Indica cuántas líneas del material contienen la cadena "marker", teniendo en cuenta mayúsculas y minúsculas, y responde solo con el número.

• _EXTRACTO DEL MATERIAL_:

○ ○ ○ ○ ○ ○ ○

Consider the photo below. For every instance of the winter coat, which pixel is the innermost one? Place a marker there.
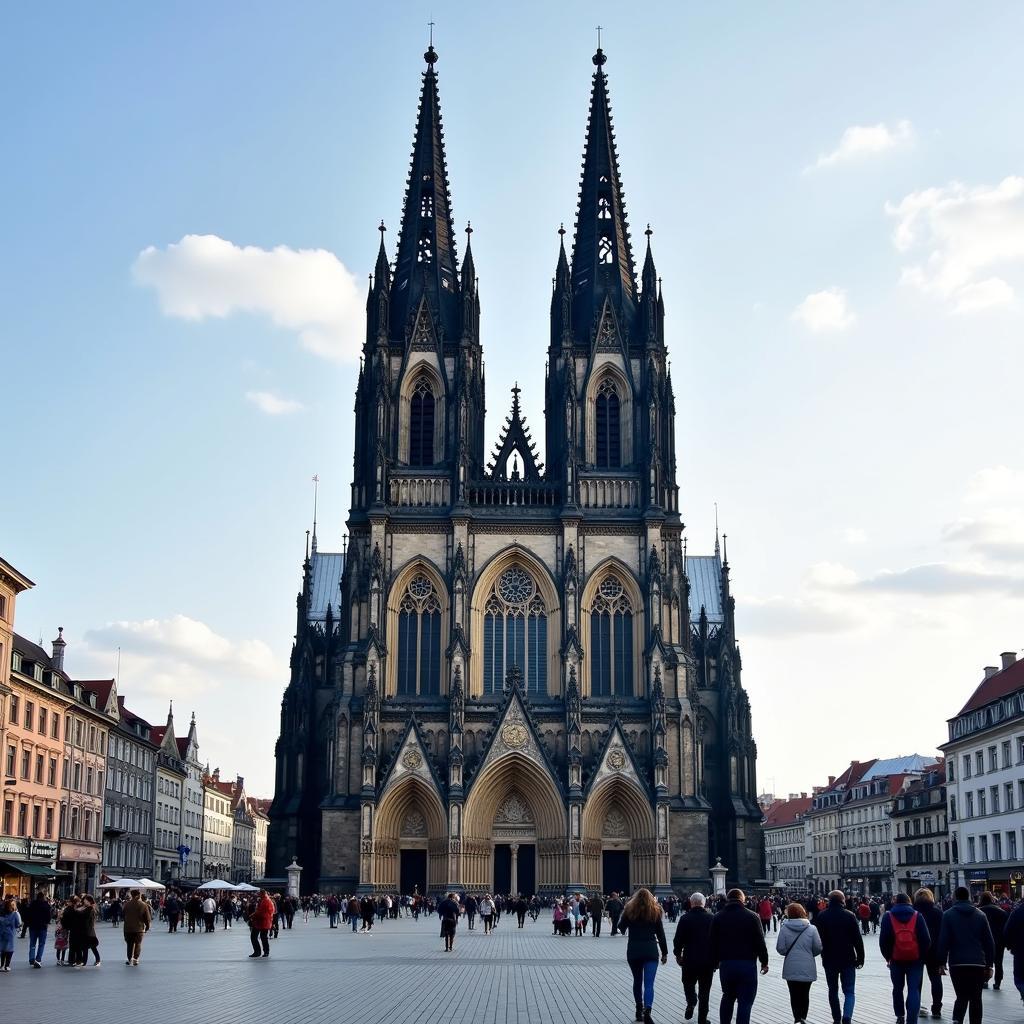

○ ○ ○ ○ ○ ○ ○

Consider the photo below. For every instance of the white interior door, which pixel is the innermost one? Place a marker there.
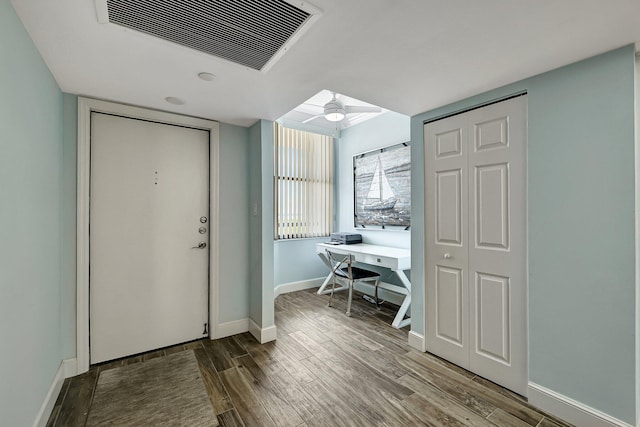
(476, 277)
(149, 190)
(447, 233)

○ ○ ○ ○ ○ ○ ○

• _EJERCICIO RESUELTO_:
2